[TEXT FOR ANALYSIS]

Are the untranslated works (reproduced) available for purchase or available online?


----------



## Charles Johnson (May 3, 2022)

J.L. Allen said:


> Are the untranslated works (reproduced) available for purchase or available online?


It's all on Google books if one does enough digging. For example his commentary on the Pauline Epistles is here. I can't prove it, but I suspect it's virtually unknown because the Roman Catholic Church has no interest in translating and publishing a work where a saint and doctor of the church says justification is by faith and that future Popes will be the antichrist once they abandon the gospel. That's not the kind of stuff they want getting out.

Reactions: Like 2 | Informative 2


----------



## J.L. Allen (May 3, 2022)

Charles Johnson said:


> It's all on Google books if one does enough digging. For example his commentary on the Pauline Epistles is here. I can't prove it, but I suspect it's virtually unknown because the Roman Catholic Church has no interest in translating and publishing a work where a saint and doctor of the church says justification is by faith and that future Popes will be the antichrist once they abandon the gospel. That's not the kind of stuff they want getting out.


Thank you! Yeah, that sort of look might be a little embarrassing...

That's it. I need to devote myself to learning Latin. I've always wanted to, and the reasons keep piling up.


----------

[/TEXT FOR ANALYSIS]
[SUPPLIED INFORMATION]

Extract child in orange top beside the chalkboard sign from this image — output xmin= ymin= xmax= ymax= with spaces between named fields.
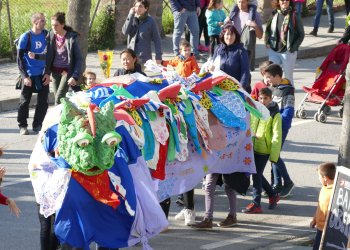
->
xmin=310 ymin=162 xmax=336 ymax=250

[/SUPPLIED INFORMATION]

> _TASK LIST_
1 > In the forum thread, where does Charles Johnson say the untranslated works can be found?
2 > From the forum thread, return the part that opens with the words containing "Thank you! Yeah, that" and closes with "keep piling up.".
3 > List each proper name in the forum thread once.
Answer from the forum thread alone.

> _EXERCISE SOLUTIONS_
1 > On Google Books, if one does enough digging.

2 >
Thank you! Yeah, that sort of look might be a little embarrassing...

That's it. I need to devote myself to learning Latin. I've always wanted to, and the reasons keep piling up.

3 >
J.L. Allen
Charles Johnson
Google books
Pauline Epistles
Roman Catholic Church
Latin